-- start of SUPPLIED INFORMATION --
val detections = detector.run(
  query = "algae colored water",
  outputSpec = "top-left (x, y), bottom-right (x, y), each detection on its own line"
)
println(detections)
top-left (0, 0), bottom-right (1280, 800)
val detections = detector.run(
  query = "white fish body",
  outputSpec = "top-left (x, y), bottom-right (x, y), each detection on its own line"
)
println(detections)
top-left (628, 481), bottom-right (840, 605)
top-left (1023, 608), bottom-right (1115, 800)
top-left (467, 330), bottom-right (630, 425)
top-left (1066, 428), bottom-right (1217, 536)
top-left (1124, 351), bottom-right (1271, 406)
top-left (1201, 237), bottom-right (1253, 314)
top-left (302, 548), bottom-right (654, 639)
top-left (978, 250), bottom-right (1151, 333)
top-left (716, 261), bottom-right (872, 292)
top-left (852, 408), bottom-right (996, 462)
-- end of SUPPLIED INFORMATION --
-- start of SUPPLIED INFORMATION --
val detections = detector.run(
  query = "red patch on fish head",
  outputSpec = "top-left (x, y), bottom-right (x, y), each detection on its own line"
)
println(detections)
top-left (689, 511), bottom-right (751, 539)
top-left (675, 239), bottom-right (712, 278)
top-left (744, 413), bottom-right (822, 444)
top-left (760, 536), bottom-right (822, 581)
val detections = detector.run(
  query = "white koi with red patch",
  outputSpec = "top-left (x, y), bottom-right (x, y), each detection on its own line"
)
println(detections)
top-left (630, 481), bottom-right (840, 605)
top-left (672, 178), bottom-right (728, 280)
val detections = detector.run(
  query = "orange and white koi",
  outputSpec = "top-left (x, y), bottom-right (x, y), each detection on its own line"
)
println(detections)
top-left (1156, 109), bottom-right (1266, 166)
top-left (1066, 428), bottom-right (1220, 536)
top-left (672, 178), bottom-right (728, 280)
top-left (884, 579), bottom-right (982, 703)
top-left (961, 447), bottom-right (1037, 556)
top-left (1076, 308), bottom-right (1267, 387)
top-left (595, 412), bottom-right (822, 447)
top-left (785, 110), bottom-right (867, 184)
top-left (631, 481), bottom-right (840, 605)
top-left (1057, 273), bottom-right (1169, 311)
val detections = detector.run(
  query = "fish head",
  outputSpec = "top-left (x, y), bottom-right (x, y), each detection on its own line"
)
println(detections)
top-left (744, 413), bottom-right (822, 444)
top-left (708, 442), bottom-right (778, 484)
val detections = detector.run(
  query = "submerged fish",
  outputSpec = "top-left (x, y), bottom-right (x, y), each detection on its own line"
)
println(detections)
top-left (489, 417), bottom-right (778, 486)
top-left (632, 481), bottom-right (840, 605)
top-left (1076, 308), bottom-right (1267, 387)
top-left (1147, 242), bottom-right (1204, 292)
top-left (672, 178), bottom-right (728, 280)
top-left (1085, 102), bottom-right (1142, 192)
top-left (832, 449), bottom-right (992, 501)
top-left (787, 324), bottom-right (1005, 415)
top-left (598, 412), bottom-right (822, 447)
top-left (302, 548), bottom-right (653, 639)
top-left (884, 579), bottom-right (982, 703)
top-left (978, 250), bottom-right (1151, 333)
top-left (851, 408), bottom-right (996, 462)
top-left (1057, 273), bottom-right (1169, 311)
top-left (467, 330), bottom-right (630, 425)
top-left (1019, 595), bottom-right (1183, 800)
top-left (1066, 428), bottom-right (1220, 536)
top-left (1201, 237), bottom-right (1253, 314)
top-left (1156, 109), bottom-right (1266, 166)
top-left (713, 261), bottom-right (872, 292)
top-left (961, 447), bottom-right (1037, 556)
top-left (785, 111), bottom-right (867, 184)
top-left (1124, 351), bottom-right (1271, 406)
-- end of SUPPLIED INFORMATION --
-- start of SUPPLIED INFORMATION --
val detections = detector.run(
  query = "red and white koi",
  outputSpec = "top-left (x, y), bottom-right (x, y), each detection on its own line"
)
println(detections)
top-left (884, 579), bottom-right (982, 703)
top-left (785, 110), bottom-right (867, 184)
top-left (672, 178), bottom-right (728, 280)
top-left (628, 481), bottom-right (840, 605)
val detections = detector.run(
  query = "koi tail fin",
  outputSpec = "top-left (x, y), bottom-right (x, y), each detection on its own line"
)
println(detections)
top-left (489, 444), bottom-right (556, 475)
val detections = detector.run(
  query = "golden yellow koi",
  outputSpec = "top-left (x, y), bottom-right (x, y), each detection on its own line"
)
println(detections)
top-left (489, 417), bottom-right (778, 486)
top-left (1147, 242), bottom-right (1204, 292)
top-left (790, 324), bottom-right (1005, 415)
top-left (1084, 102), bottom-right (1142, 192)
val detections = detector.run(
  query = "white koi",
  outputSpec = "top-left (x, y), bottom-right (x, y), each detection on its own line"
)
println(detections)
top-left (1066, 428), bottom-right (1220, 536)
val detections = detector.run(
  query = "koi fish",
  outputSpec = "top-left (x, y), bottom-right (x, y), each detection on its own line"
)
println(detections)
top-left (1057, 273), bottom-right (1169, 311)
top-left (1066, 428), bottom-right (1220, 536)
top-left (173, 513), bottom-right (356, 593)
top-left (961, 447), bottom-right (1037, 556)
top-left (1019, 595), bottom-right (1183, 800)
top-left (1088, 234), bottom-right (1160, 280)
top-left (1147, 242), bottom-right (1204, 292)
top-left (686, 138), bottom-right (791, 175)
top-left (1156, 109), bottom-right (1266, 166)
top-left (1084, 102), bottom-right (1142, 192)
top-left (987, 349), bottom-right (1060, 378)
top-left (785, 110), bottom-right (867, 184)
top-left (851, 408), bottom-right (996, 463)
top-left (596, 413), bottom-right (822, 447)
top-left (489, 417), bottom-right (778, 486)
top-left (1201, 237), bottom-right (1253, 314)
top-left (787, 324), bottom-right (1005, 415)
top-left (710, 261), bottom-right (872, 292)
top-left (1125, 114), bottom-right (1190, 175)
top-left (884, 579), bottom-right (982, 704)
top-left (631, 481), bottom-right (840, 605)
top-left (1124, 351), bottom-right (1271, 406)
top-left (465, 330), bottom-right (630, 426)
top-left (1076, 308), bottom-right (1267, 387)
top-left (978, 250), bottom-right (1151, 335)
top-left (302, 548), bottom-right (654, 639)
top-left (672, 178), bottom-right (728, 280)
-- end of SUPPLIED INFORMATION --
# [STATED TASK]
Count the lines in the rows above that contain the string "patch". Reply with the number alone.

# [EXERCISE OUTPUT]
2